For the records that follow, return only the count of lines containing the string "below".

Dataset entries
=======

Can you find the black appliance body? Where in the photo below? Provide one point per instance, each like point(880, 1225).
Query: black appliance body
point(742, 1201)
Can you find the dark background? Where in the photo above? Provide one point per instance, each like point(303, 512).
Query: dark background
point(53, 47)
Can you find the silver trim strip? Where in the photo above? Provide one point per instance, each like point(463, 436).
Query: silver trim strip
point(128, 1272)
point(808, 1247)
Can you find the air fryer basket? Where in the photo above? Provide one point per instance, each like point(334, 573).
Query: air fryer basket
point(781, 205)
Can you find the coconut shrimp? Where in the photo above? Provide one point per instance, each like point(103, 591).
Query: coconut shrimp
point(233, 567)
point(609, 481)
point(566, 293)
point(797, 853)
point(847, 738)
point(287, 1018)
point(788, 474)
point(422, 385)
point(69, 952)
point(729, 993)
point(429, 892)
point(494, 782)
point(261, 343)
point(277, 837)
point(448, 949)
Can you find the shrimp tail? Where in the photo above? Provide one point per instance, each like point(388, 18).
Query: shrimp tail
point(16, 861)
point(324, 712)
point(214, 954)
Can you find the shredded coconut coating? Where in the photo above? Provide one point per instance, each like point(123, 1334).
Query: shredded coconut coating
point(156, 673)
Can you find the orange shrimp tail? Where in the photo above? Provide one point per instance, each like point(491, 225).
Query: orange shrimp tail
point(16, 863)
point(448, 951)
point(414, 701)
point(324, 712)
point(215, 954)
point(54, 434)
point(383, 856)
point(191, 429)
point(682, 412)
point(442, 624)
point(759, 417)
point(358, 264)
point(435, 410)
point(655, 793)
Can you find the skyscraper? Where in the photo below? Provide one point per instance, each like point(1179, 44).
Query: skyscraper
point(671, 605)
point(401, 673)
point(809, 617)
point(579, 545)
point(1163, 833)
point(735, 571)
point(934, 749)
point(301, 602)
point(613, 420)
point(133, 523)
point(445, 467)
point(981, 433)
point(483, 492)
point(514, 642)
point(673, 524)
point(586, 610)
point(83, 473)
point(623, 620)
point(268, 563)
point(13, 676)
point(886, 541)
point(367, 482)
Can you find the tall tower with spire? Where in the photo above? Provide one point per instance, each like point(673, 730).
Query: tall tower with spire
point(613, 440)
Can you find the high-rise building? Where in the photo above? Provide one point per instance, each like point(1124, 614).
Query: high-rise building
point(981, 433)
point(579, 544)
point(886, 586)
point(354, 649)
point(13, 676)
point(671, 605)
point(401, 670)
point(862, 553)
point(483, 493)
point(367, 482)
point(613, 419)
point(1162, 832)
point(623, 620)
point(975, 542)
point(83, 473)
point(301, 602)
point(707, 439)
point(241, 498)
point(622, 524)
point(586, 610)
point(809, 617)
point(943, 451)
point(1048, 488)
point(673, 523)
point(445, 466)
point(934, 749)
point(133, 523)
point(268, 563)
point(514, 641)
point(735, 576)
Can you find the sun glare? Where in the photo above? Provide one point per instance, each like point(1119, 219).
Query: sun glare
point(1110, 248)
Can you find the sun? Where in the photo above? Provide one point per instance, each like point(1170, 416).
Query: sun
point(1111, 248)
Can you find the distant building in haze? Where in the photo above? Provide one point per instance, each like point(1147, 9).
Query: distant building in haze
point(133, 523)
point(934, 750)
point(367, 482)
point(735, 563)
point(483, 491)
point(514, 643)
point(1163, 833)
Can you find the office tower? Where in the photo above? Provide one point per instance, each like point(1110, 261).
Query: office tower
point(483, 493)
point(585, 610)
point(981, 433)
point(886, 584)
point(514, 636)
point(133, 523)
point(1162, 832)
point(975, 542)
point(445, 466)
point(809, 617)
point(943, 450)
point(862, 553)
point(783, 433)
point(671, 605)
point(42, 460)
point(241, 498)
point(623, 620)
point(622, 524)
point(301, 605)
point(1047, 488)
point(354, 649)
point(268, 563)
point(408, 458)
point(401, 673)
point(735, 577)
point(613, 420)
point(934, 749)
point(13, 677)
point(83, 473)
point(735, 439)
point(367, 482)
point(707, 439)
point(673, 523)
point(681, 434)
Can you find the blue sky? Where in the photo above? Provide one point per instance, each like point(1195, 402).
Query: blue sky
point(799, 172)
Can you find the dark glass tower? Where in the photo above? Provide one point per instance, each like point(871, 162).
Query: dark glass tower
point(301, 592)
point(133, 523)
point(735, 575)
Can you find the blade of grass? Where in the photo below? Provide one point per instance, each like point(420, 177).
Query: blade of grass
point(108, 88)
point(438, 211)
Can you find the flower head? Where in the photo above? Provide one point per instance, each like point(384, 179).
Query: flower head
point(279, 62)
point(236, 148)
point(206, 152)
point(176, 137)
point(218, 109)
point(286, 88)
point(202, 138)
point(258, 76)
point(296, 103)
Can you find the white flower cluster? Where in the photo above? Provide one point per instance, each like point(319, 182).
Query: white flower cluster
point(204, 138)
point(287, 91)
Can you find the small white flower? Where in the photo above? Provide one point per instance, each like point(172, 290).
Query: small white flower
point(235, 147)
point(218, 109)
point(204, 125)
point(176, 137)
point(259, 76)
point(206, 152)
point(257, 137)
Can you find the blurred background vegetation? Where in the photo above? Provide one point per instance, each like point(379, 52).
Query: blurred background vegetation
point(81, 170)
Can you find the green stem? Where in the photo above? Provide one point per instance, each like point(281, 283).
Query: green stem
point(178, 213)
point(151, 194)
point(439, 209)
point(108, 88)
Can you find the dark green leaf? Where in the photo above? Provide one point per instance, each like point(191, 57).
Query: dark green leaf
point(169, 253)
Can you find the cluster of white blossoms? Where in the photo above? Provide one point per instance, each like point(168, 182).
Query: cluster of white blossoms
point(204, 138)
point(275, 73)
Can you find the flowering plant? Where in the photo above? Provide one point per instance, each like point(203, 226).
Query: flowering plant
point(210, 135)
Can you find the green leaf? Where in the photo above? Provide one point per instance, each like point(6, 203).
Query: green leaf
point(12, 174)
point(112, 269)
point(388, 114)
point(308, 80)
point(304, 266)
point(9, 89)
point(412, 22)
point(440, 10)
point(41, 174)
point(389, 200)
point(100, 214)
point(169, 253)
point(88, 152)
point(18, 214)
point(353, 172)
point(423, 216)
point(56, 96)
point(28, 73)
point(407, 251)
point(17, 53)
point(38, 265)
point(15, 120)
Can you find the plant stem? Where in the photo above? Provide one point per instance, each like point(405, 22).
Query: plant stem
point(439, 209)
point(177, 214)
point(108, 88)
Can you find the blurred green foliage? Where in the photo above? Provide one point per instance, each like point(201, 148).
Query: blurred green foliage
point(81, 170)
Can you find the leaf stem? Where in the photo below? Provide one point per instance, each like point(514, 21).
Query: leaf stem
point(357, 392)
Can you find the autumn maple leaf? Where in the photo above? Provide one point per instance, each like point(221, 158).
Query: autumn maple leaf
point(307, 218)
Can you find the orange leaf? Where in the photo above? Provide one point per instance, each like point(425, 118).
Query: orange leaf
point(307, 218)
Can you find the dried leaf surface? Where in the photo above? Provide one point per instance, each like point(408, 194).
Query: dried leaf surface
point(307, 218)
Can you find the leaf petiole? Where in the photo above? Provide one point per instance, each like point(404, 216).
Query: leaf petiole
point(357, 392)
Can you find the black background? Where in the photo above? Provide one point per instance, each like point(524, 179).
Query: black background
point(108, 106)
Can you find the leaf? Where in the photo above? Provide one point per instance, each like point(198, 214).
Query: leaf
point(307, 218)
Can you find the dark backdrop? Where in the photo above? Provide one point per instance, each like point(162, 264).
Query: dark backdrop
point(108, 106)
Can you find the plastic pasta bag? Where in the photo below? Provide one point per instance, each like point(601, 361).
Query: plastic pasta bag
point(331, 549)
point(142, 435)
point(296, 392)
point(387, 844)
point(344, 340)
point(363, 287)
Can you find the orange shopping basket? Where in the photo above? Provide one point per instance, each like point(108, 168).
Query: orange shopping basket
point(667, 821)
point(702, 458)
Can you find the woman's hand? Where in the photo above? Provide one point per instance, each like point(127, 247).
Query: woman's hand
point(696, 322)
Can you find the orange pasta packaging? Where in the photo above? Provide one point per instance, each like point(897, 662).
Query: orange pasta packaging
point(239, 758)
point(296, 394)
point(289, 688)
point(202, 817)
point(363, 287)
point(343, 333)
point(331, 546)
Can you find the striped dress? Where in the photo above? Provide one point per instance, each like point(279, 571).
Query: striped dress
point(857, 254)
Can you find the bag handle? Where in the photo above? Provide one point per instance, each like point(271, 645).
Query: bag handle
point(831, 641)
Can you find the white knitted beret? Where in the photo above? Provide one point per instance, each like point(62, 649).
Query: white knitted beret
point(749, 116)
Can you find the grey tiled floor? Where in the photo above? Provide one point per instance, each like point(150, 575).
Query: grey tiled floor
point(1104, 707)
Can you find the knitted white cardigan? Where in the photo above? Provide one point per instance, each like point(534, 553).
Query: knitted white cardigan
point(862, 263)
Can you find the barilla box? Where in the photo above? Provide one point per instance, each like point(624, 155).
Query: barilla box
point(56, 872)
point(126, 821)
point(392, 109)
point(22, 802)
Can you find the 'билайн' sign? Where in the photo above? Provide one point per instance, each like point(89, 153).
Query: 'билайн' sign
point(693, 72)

=======

COMPLETED TASK
5